> **Document source**
Pakistan adrift. Navigating troubled waters
Alain LAMBALLE
Dans cet ouvrage de 273 pages, le général de corps d’armée en retraite Asad Durrani analyse sans détour, en toute franchise, la situation de son pays, à la lumière de sa carrière militaire et de ses affectations diplomatiques. Le livre est attrayant et fort bien écrit.
L’auteur mentionne qu’il a été forcé de quitter le service actif trois ans avant la limite d’âge fixée pour les généraux de corps d’armée. Il était accusé de s’être immiscé dans la politique. Ses affectations l’y ont poussé. C’est à son retour d’Allemagne à la mi-1997, où il était ambassadeur, qu’il commence vraiment à donner son point de vue sur les problèmes de son pays.
Il dresse un tableau peu flatteur de la plupart des hommes et femmes politiques, qui, ayant le pouvoir politique, cherchent aussi, affirme-t-il, à contrôler le pouvoir judiciaire. L’auteur ne cache pas son manque d’estime pour Bénazir Bhutto, pour Zardari son mari et pour Nawaz Sharif qu’il accuse tous d’incompétence et de corruption. La gouvernance de Zardari a probablement été la pire qu’ait connu le Pakistan. Quant à Nawaz Sharif, il est incapable de maintenir son attention sur les questions qui ne l’intéressent pas, lesquelles incluent, affirme l’auteur, les affaires de l’État. Les critiques de l’auteur s’étendent aux dirigeants de l’Azad Jammu et Kashmir, la plupart ayant été eux aussi corrompus.

> **Entrées extraites**
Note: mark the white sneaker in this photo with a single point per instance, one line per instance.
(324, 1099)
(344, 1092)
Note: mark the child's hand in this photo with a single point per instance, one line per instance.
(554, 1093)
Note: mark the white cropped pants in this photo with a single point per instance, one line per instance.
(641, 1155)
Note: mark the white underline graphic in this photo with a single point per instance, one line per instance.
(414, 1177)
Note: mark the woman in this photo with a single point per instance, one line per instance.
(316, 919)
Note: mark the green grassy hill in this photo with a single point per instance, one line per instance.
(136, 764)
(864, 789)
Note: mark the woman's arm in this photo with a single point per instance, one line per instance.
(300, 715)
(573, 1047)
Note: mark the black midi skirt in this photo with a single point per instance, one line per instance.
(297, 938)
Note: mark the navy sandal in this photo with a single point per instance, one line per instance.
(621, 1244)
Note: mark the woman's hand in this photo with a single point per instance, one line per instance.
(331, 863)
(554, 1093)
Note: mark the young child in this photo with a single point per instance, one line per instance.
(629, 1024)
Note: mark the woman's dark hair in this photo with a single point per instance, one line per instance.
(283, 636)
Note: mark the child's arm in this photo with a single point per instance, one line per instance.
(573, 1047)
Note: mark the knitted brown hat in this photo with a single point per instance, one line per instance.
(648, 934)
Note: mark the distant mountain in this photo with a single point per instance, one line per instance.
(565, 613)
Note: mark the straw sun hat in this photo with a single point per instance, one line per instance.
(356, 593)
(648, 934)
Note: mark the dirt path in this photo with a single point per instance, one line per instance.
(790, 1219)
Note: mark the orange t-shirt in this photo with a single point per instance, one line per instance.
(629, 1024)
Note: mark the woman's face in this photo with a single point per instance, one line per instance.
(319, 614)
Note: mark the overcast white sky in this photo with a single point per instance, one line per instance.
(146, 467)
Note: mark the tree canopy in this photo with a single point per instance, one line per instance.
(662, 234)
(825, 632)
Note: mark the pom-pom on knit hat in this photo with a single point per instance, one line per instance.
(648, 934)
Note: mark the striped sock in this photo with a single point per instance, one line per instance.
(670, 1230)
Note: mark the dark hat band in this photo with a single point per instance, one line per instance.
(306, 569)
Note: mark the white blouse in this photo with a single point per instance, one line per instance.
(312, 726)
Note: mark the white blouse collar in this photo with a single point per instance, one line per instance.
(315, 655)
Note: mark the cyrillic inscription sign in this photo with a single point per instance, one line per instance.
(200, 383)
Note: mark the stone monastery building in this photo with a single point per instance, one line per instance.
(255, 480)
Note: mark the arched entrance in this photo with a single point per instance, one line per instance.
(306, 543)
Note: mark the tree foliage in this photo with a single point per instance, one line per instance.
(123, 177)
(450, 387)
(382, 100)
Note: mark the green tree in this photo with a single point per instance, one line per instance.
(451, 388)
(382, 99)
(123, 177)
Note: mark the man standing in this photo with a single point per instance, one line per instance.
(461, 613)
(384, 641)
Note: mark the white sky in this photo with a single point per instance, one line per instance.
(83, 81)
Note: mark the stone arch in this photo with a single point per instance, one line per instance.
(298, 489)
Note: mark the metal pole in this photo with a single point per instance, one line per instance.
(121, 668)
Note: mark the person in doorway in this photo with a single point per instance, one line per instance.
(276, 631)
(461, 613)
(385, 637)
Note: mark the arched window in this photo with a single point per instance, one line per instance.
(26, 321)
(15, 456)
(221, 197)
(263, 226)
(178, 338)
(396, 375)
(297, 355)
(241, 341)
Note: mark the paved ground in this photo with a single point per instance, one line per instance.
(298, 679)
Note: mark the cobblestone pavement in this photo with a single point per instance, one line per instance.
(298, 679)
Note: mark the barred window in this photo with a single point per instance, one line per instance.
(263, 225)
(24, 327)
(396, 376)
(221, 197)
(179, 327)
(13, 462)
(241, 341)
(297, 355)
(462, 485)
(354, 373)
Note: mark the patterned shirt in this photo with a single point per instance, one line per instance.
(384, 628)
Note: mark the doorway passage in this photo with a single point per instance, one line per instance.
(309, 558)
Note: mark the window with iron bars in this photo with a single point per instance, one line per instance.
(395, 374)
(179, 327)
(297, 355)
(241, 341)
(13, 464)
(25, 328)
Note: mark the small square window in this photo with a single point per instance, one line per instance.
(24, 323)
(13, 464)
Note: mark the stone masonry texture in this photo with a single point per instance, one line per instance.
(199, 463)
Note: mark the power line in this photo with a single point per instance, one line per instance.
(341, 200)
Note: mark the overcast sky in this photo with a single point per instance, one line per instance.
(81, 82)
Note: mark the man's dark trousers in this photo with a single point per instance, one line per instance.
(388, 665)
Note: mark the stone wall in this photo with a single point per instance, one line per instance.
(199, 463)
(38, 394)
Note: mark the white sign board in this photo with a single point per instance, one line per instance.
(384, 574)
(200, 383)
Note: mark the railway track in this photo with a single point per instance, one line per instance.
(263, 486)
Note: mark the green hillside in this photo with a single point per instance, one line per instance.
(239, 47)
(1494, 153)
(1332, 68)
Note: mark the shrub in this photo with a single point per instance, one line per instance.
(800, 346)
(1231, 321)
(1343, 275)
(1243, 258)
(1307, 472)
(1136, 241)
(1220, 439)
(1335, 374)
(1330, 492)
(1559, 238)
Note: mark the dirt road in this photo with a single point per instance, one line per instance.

> **Objectif**
Selon le document source, à quel moment Asad Durrani commence-t-il vraiment à donner son point de vue sur les problèmes de son pays ? Cette liste n'a aucun rapport avec le document source.

> **Réponse**
À son retour d'Allemagne, où il était ambassadeur, à la mi-1997.